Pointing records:
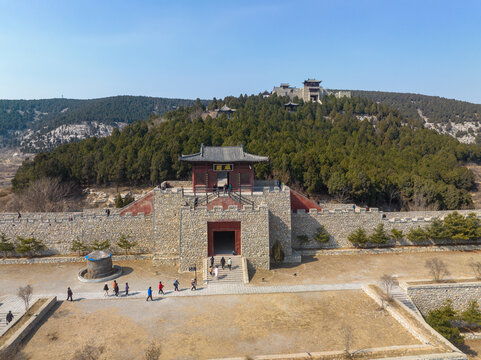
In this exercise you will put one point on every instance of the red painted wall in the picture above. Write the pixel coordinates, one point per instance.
(299, 201)
(144, 204)
(223, 226)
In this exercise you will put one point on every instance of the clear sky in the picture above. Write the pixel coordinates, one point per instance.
(190, 49)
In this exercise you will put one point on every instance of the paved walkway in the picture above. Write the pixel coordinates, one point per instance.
(16, 305)
(213, 289)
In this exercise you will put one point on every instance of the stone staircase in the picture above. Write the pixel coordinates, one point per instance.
(16, 305)
(400, 295)
(226, 276)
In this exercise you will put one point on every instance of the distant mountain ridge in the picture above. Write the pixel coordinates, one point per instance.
(39, 125)
(460, 119)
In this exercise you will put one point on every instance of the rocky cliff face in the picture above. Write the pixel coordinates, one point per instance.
(38, 140)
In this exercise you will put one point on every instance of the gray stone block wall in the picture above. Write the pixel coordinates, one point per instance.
(59, 230)
(167, 205)
(430, 297)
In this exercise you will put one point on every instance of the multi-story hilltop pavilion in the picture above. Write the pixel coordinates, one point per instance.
(224, 210)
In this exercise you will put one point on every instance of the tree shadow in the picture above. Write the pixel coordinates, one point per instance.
(126, 270)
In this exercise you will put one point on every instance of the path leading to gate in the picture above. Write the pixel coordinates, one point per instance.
(212, 289)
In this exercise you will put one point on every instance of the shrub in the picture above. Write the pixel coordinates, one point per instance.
(303, 239)
(379, 236)
(472, 315)
(476, 269)
(437, 268)
(78, 245)
(125, 244)
(417, 235)
(101, 245)
(277, 252)
(5, 245)
(387, 283)
(322, 235)
(396, 235)
(28, 246)
(441, 320)
(25, 293)
(358, 237)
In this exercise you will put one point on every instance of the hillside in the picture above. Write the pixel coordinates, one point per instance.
(320, 149)
(39, 125)
(458, 119)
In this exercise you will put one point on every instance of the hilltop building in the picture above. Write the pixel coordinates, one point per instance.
(311, 91)
(223, 210)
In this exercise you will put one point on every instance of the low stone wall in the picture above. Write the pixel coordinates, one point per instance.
(34, 320)
(254, 234)
(58, 231)
(431, 296)
(342, 222)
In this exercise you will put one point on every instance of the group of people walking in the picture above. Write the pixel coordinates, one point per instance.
(214, 270)
(115, 287)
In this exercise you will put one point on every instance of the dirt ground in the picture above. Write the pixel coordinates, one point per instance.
(472, 348)
(218, 326)
(55, 278)
(362, 268)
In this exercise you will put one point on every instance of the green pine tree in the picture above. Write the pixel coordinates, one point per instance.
(358, 237)
(379, 236)
(125, 244)
(101, 245)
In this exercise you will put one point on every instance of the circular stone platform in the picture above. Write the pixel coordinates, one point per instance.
(99, 268)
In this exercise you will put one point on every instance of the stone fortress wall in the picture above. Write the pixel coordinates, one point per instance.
(429, 297)
(254, 243)
(162, 232)
(58, 231)
(340, 223)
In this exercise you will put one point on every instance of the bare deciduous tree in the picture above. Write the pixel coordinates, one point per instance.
(153, 351)
(476, 266)
(88, 352)
(437, 268)
(387, 283)
(348, 338)
(25, 293)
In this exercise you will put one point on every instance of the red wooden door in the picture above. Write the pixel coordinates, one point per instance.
(223, 226)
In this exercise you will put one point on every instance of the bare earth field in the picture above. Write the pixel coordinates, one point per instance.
(218, 326)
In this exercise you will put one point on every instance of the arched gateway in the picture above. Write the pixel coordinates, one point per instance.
(223, 210)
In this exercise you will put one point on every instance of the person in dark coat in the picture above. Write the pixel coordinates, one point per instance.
(69, 294)
(9, 317)
(149, 294)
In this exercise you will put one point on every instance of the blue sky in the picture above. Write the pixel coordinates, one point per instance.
(190, 49)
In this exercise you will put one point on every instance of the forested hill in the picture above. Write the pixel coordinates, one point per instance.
(43, 124)
(321, 149)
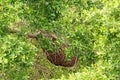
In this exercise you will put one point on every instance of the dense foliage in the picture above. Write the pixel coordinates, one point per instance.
(90, 27)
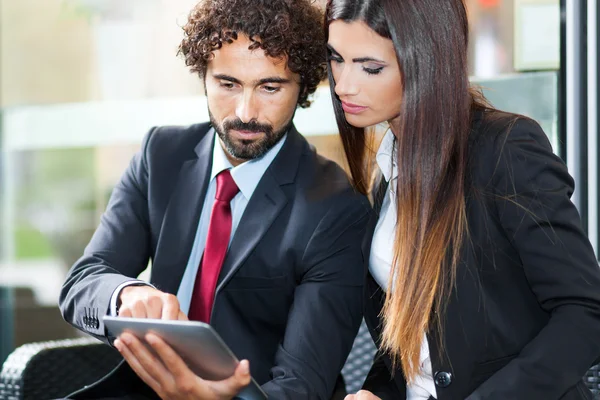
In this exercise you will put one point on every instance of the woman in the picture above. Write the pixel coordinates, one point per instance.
(481, 282)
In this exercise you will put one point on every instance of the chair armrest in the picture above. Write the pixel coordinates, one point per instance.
(54, 369)
(592, 380)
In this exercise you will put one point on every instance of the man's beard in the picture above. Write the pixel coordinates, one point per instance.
(247, 149)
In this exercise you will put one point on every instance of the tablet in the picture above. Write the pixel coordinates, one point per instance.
(197, 343)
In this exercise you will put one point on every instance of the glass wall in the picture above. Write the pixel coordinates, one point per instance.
(84, 80)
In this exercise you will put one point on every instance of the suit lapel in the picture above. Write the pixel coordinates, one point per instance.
(264, 206)
(182, 216)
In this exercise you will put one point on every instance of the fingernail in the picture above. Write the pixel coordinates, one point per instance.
(245, 367)
(126, 339)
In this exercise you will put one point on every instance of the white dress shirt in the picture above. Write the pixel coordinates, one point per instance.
(381, 259)
(246, 176)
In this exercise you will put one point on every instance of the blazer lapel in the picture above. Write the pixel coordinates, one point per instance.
(265, 205)
(182, 217)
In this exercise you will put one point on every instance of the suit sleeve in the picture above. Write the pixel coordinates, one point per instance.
(327, 308)
(533, 190)
(118, 251)
(380, 382)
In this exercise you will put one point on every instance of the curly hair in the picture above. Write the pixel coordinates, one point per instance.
(289, 29)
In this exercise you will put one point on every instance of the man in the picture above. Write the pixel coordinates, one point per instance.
(247, 228)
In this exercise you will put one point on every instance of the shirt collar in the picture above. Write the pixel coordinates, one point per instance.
(247, 175)
(386, 156)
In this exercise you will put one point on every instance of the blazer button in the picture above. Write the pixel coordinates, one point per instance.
(443, 379)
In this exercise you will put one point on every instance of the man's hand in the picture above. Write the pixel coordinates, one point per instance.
(147, 302)
(362, 395)
(170, 377)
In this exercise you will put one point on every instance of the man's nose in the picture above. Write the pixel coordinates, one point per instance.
(247, 108)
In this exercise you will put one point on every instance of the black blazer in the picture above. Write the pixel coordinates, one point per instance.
(523, 321)
(289, 295)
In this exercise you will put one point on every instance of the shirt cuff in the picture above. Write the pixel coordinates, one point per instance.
(112, 311)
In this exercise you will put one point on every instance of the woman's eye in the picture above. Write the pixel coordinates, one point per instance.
(335, 59)
(271, 89)
(373, 71)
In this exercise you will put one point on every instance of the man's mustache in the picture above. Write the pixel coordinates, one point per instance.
(251, 126)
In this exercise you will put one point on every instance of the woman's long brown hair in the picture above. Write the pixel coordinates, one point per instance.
(431, 39)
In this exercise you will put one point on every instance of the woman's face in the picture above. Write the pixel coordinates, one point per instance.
(366, 73)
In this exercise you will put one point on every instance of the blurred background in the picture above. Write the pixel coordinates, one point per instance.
(82, 81)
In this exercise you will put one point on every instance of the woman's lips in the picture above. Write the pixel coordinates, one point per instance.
(352, 108)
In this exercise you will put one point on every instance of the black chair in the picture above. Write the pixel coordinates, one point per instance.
(54, 369)
(49, 370)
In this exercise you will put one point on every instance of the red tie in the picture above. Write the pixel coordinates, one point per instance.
(217, 242)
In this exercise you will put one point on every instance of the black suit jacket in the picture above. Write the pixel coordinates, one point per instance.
(289, 294)
(523, 321)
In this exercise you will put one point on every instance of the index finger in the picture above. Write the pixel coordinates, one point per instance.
(170, 309)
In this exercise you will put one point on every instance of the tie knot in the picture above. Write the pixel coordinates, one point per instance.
(226, 187)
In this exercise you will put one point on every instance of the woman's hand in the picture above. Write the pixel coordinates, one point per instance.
(362, 395)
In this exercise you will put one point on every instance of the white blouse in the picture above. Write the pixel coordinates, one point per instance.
(380, 261)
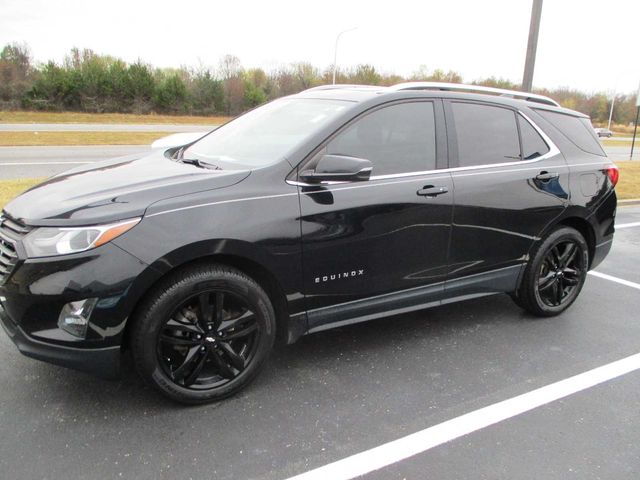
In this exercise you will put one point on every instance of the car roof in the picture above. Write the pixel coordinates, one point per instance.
(361, 93)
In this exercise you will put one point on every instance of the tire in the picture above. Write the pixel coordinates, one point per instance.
(555, 274)
(203, 334)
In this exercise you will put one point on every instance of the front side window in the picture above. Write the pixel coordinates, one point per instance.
(576, 129)
(400, 138)
(486, 134)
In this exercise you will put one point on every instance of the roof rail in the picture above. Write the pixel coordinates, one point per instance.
(341, 86)
(531, 97)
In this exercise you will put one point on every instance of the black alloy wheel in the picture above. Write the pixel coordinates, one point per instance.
(203, 333)
(208, 340)
(555, 273)
(560, 273)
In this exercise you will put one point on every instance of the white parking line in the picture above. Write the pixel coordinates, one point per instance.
(628, 225)
(405, 447)
(43, 163)
(615, 279)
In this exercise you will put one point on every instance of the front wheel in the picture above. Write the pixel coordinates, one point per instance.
(203, 334)
(555, 273)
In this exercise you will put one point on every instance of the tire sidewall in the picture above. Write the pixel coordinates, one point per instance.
(154, 317)
(562, 234)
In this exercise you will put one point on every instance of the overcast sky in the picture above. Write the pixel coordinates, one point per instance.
(590, 45)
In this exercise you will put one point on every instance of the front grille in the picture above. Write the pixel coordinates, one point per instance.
(10, 233)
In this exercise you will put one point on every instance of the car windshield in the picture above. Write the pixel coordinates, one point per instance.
(265, 135)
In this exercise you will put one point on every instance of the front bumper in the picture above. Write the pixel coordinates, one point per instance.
(34, 294)
(102, 362)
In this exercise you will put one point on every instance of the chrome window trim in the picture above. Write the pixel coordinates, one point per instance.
(460, 87)
(553, 151)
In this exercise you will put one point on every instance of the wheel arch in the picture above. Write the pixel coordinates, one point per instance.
(245, 258)
(578, 219)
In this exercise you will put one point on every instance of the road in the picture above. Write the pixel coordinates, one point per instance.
(31, 162)
(17, 162)
(341, 392)
(618, 154)
(102, 127)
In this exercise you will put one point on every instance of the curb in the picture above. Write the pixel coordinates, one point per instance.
(629, 203)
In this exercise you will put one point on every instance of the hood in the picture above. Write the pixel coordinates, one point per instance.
(113, 190)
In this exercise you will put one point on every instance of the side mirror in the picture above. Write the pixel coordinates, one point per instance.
(338, 168)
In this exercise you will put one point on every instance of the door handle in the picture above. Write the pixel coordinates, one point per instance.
(432, 191)
(546, 176)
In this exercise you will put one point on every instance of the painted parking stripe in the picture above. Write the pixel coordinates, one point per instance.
(628, 225)
(611, 278)
(419, 442)
(43, 163)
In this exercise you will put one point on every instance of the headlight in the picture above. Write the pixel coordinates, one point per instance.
(49, 241)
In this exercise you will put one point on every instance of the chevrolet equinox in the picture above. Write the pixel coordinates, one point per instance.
(333, 206)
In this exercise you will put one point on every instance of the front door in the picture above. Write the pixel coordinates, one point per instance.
(380, 245)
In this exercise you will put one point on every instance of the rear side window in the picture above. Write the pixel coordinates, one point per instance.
(486, 134)
(576, 129)
(400, 138)
(533, 146)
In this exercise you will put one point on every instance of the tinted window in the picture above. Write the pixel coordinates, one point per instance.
(576, 129)
(533, 146)
(486, 134)
(396, 139)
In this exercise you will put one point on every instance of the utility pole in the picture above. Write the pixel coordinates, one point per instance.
(335, 52)
(532, 45)
(635, 129)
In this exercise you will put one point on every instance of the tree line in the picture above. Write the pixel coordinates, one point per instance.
(89, 82)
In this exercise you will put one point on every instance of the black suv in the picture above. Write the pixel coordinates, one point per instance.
(333, 206)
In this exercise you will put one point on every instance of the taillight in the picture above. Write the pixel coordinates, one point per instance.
(614, 174)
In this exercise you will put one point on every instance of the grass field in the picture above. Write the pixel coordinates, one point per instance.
(77, 117)
(78, 138)
(619, 142)
(11, 188)
(629, 184)
(628, 187)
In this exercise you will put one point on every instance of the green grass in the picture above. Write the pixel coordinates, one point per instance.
(9, 189)
(78, 117)
(78, 138)
(629, 184)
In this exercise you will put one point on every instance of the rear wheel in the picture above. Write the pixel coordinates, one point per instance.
(203, 334)
(555, 274)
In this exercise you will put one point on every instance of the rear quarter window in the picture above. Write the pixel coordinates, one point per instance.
(577, 129)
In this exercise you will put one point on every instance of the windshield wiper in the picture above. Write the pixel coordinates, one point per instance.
(200, 163)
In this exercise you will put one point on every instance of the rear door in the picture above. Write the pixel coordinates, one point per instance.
(380, 245)
(510, 182)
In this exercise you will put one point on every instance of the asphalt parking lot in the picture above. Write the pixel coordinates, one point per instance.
(338, 393)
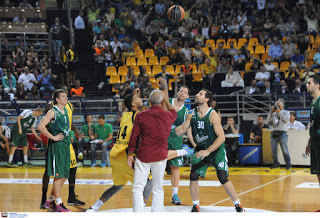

> _Your task_:
Count how many lines in the entries above contain the string "tire", where case counts. Reply with the number only.

> _Response_:
2